» Given problem:
Pick out every line in the listing that contains the string "pixel", and copy those lines. Case counts.

Location labeling records:
"""

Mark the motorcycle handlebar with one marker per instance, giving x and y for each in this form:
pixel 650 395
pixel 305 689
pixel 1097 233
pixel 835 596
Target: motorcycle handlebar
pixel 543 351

"""

» Right answer:
pixel 650 395
pixel 305 689
pixel 1097 233
pixel 835 596
pixel 543 351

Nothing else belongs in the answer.